## Provided text
****************************************

Can Muslims ever condemn ISIS enough?


  • Total voters
    25
Who do you think is fighting against ISIS?

A couple of governments in the ME and The United States are toying with ISIS, but no one is really fighting them.
 
Condemnation alone isn't enough. Destroying ISIS isn't enough. Now 'they' have to actively engage in killing every Islamic extremist on the planet. In other words, you've set the bar so high that no Muslim can ever reach it.

I don't think that goal is unreachable at all.
 
Condemnation alone isn't enough. Destroying ISIS isn't enough. Now 'they' have to actively engage in killing every Islamic extremist on the planet. In other words, you've set the bar so high that no Muslim can ever reach it.

I can't in all honesty believe that any woman who wears a hijab by choice is condemning extremism when she is openly practicing it herself.
 
Well at least they're sorry.

no, they're not sorry.... they were manipulated and lied to in order to make some sort of idiot emotional plea.... those adults involved in that video need to be punched in the ****ing mouth.

child exploitation is so very cool :roll:
 
A couple of governments in the ME and The United States are toying with ISIS, but no one is really fighting them.

Fighting ISIS is how the Kurds are earning their own country.
 
ISIS members ARE Muslims and the MUSLIMS in the territory controlled by ISIS could have stopped the rise if ISIS, but didn't. Muslims in the surrounding region could have prevented the rise if ISIS, but didn't. They could eliminate ISIS now, but don't.

****************************************

## Set problem 1
Reproduce the listing word for word, everything from its first line down to the line containing "left=2, top=8, right=17, bottom=17", with both of those lines included. Leave the pictures out of your answer.

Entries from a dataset

****************************************

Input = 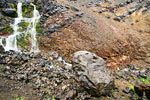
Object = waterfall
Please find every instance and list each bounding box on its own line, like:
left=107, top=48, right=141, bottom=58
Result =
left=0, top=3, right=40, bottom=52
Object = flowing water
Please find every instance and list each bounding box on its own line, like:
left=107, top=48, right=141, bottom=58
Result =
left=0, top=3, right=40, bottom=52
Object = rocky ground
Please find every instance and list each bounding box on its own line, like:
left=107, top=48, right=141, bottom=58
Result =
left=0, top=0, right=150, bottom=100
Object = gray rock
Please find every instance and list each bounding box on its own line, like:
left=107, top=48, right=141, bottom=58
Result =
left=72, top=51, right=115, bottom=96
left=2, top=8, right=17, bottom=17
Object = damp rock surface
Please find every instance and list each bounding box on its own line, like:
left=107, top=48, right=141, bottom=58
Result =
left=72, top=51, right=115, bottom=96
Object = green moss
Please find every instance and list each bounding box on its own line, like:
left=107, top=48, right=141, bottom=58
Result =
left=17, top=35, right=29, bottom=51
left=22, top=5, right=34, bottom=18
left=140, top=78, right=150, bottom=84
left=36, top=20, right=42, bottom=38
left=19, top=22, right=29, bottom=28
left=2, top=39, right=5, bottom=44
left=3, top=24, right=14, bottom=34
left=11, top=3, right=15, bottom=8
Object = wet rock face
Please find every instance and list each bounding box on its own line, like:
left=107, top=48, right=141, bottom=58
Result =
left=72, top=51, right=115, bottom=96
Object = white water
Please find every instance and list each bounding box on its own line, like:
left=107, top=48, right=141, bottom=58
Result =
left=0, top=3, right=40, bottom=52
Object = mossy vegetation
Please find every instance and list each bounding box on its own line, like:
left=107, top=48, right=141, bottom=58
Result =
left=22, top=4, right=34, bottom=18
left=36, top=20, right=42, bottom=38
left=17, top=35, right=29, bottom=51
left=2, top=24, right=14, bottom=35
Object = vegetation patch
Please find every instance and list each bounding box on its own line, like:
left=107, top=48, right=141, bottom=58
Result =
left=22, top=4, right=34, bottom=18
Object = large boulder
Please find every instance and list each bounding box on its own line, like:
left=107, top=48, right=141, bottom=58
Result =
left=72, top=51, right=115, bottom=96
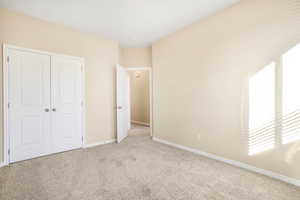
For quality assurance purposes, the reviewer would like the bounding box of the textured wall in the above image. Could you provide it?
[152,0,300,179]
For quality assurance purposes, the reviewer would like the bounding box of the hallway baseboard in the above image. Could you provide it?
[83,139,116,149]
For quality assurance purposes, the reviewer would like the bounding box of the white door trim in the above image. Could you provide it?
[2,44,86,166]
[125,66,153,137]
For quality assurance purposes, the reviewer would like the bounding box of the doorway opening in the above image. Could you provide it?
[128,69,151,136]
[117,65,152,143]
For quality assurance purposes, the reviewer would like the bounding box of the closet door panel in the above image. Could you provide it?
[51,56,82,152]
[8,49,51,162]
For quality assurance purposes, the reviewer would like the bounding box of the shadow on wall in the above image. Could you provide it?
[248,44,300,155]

****************************************

## Set problem 2
Quote the discussion on condemning ISIS exactly, everything from "I can't in all" down to "now, but don't.".

## Written response 1
Input = 
Object = waterfall
Please find every instance and list each bounding box on its own line, like:
left=107, top=48, right=141, bottom=58
Result =
left=0, top=3, right=40, bottom=52
Object = flowing water
Please find every instance and list each bounding box on its own line, like:
left=107, top=48, right=141, bottom=58
Result =
left=0, top=3, right=40, bottom=52
Object = rocky ground
Please find every instance and list each bounding box on its own line, like:
left=107, top=48, right=141, bottom=58
Result =
left=0, top=0, right=150, bottom=100
Object = gray rock
Please find every instance and list each bounding box on its own line, like:
left=107, top=48, right=141, bottom=58
Result =
left=72, top=51, right=115, bottom=96
left=2, top=8, right=17, bottom=17

## Written response 2
I can't in all honesty believe that any woman who wears a hijab by choice is condemning extremism when she is openly practicing it herself.
 
Well at least they're sorry.

no, they're not sorry.... they were manipulated and lied to in order to make some sort of idiot emotional plea.... those adults involved in that video need to be punched in the ****ing mouth.

child exploitation is so very cool :roll:
 
A couple of governments in the ME and The United States are toying with ISIS, but no one is really fighting them.

Fighting ISIS is how the Kurds are earning their own country.
 
ISIS members ARE Muslims and the MUSLIMS in the territory controlled by ISIS could have stopped the rise if ISIS, but didn't. Muslims in the surrounding region could have prevented the rise if ISIS, but didn't. They could eliminate ISIS now, but don't.